• EXTRACT TO READ
Artisanal cheese refers to cheeses produced by hand using the traditional craftsmanship of skilled cheesemakers. As a result, the cheeses are often more complex in taste and variety. Many are aged and ripened to achieve certain aesthetics. This contrasts with the more mild flavors of mass-produced cheeses produced in large-scale operations, often shipped and sold right away.

Part of the artisanal cheese-making process is the aging and ripening of the cheeses to develop flavor and textural characteristics. One type of artisanal cheese is known as farmstead cheese, made traditionally with milk from the producer's own herds of cows, sheep, and goats. Artisan cheeses may be made by mixing milk from multiple farms, whereas the more strict definition of farmstead cheese (or farmhouse cheese) requires that milk come only from one farm.

==Definition==
According to the American Cheese Society:

The word 'artisan' or 'artisanal' implies that a cheese is produced primarily by hand, in small batches, with particular attention paid to the tradition of the cheesemaker's art and thus using as little mechanization as possible in production of the cheese. Artisan, or artisanal, cheese may be made from all types of milk and may include various flavorings.

• LISTED RECORDS
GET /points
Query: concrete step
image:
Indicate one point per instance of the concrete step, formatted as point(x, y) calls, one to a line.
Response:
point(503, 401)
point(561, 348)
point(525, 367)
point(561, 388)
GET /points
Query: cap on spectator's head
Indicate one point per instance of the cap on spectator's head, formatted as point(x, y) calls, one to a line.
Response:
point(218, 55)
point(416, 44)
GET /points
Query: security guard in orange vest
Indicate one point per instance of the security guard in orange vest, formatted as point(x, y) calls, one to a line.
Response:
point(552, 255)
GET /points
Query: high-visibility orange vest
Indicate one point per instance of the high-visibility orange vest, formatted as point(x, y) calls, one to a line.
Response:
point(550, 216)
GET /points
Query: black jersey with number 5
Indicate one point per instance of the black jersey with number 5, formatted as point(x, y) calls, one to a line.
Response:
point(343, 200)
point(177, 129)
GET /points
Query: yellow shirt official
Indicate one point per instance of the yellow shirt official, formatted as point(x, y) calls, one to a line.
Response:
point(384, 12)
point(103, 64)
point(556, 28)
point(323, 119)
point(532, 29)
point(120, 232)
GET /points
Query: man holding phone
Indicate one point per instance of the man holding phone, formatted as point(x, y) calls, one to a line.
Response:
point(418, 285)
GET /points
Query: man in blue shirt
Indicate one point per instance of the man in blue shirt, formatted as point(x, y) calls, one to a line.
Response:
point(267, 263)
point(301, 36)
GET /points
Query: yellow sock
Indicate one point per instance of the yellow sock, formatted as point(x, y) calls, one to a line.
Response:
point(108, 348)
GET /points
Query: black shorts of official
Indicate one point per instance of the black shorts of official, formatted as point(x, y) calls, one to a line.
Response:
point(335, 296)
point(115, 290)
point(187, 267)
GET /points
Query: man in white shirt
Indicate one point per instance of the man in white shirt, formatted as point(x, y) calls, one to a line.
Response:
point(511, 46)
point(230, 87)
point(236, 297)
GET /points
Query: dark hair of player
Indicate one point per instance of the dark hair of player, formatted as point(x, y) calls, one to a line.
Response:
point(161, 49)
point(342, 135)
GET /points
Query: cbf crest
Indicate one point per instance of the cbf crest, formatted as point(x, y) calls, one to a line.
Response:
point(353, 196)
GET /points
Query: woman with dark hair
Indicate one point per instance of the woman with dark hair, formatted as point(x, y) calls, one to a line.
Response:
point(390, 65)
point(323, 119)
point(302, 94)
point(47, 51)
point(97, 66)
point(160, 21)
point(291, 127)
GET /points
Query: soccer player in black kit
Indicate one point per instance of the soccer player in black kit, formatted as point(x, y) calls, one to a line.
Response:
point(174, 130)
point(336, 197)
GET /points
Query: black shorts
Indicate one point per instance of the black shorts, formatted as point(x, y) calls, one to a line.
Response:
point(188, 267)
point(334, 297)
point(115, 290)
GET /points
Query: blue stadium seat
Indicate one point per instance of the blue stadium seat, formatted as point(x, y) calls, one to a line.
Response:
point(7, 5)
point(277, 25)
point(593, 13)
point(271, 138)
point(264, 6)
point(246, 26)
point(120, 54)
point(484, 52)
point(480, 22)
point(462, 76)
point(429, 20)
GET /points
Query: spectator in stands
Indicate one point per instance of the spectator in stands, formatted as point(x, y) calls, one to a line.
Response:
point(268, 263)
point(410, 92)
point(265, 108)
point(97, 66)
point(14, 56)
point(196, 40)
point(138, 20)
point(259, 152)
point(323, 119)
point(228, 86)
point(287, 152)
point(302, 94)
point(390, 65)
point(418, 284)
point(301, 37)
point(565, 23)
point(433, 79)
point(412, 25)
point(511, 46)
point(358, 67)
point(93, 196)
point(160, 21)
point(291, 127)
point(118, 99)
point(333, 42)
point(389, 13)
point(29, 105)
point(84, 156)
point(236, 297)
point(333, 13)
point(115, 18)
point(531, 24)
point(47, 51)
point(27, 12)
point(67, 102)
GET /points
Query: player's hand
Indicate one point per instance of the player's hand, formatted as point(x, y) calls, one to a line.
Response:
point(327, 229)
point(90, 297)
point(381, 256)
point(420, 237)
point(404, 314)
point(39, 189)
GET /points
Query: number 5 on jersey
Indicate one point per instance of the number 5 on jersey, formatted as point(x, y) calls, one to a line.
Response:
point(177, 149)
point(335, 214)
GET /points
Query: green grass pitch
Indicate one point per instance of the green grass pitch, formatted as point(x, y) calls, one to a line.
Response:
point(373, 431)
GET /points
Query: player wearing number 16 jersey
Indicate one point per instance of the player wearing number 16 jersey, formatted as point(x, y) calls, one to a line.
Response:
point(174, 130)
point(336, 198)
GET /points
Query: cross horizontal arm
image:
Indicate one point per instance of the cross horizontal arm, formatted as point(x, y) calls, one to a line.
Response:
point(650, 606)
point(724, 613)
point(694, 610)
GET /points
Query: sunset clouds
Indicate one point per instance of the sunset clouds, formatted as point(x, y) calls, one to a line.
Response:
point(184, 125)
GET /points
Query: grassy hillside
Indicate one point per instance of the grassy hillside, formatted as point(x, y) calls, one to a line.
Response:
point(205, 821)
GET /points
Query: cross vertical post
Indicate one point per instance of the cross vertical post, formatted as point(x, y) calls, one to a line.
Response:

• WHAT YOU NEED TO DO
(a) Answer these questions using the passage on artisanal cheese.
(i) According to the passage, what is farmstead cheese traditionally made with?
(ii) Whose definition of "artisan" or "artisanal" does the passage quote?
(iii) How does the passage describe the flavors of mass-produced cheeses?
(b) From the passage on artisanal cheese, extract the text between "Part of the" and "from one farm.", inclusive.
(c) Continue the passage on artisanal cheese from the point where it ends.

• SET OF ANSWERS
(a)
(i) Milk from the producer's own herds of cows, sheep, and goats.
(ii) The American Cheese Society's.
(iii) As more mild.

(b)
Part of the artisanal cheese-making process is the aging and ripening of the cheeses to develop flavor and textural characteristics. One type of artisanal cheese is known as farmstead cheese, made traditionally with milk from the producer's own herds of cows, sheep, and goats. Artisan cheeses may be made by mixing milk from multiple farms, whereas the more strict definition of farmstead cheese (or farmhouse cheese) requires that milk come only from one farm.

(c)
==Process==
The artisanal cheesemaking process can be quite extensive and resembles modern chemistry in many aspects. Many different factors affect a finished artisanal cheese product; these include, but are not limited to, what species of grass is consumed by the cattle that provided the milk source, any sudden changes of heat, and any loss of cultivated yeast, or changes in barometric pressure. These factors to an extent are different from large commercial cheesemakers, and affect artisanal cheese more heavily.

==Popularity==
In the 2000s, the American artisanal cheese industry saw an increase in artisan creameries being licensed for commercial business, greater than that in the twenty years prior. This translated to approximately 450 different artisan cheese makers existing in the United States. Three regions came to lead the way in this category, New England, Wisconsin, and California. This rise in the popularity of artisan cheesemaking has also coincided with a rise in the number of dairy farms, while traditional cattle ranching has been decreasing in numbers.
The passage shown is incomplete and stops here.